--- WHAT THIS TASK INVOLVES ---
Having found the line containing "In this exercise you will find the orange" in the data below, reproduce that line and each one after it to the end, exactly, and include nothing else.

--- Items from a dataset ---
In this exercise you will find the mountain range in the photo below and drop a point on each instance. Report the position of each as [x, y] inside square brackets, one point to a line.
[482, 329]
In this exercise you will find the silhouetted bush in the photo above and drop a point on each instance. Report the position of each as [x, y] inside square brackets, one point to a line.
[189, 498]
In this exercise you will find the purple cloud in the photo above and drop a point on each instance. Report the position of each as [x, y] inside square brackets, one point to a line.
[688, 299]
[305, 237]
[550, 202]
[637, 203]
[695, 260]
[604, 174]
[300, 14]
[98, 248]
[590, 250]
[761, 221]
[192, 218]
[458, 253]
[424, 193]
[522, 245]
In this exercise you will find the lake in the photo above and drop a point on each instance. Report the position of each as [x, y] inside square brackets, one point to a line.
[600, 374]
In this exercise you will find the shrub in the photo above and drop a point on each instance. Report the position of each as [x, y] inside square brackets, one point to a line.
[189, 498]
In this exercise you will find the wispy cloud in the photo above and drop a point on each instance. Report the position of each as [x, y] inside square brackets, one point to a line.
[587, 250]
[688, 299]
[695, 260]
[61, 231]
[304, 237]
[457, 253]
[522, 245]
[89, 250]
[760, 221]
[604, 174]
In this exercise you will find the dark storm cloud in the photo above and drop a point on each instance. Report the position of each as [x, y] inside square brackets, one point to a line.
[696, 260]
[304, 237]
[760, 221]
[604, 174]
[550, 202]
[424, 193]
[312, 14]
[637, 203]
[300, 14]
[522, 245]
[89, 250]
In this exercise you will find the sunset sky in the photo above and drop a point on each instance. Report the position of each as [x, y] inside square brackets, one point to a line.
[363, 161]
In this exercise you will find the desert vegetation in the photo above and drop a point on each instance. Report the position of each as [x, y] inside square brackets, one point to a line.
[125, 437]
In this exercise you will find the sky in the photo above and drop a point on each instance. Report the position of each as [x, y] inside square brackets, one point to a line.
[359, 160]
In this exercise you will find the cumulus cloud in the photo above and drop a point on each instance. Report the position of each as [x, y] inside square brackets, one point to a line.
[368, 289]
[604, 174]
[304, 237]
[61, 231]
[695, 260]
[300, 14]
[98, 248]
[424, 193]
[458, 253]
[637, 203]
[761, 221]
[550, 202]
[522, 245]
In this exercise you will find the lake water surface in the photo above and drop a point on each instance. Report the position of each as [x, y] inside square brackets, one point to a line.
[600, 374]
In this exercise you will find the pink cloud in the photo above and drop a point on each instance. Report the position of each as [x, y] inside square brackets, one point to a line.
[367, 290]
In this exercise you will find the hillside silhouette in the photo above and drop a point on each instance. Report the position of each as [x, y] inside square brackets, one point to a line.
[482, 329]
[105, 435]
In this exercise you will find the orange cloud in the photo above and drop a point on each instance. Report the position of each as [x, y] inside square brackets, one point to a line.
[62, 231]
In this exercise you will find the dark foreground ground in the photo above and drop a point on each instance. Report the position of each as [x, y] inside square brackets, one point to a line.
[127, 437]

--- TASK RESPONSE ---
In this exercise you will find the orange cloud in the photo above and drop a point on each instance. Report the position of each as [x, y] inside square brackets, one point to a line.
[62, 231]
In this exercise you will find the dark foreground ground in the photo above and drop a point on each instance. Report the position of each as [x, y] inside square brackets, one point to a line.
[127, 437]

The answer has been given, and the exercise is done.